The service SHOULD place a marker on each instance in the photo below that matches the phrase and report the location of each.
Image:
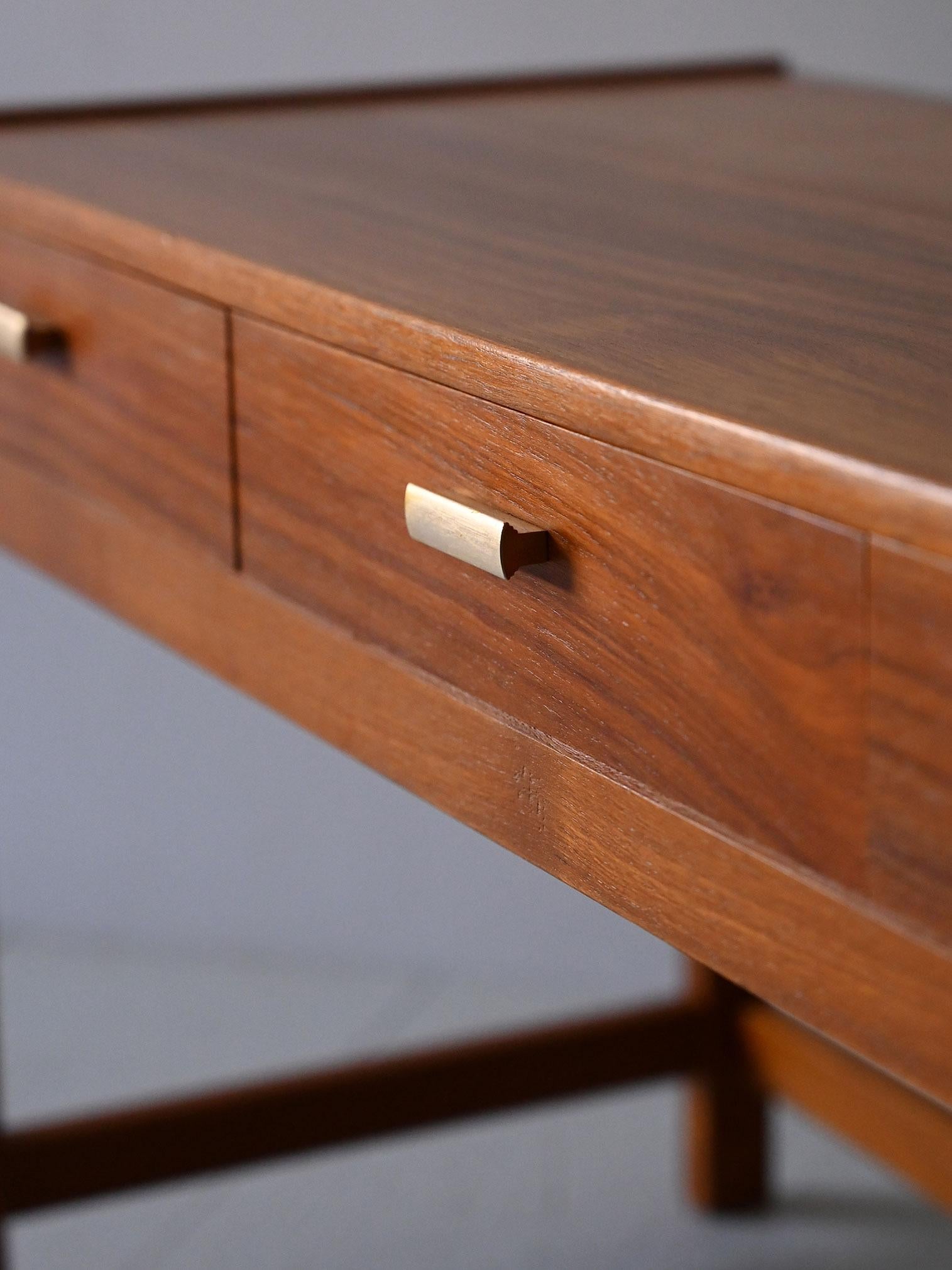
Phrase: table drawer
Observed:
(911, 787)
(704, 644)
(133, 408)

◆ ◆ ◆

* WHAT YOU ARE ASKED TO DO
Put the records above into a two-column CSV with the headers "request" and "points", one row per record. Quote both fields and replace each line break with a space, and leave out the pictures.

* EXPECTED OUTPUT
request,points
"The service SHOULD place a marker on each instance in the photo below that matches the phrase and report the location of each. Image: Phrase: table drawer Observed:","(911, 787) (704, 644) (133, 408)"